Reproduce the material below verbatim, line for line.

EXERCISE MATERIAL —
▶

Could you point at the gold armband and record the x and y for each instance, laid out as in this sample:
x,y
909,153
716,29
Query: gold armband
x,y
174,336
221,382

◀

RESULT FOR THIS TASK —
Could you point at the gold armband and record the x and y for each instance, laid out as in this sample:
x,y
909,153
716,29
Query: gold armband
x,y
174,336
221,382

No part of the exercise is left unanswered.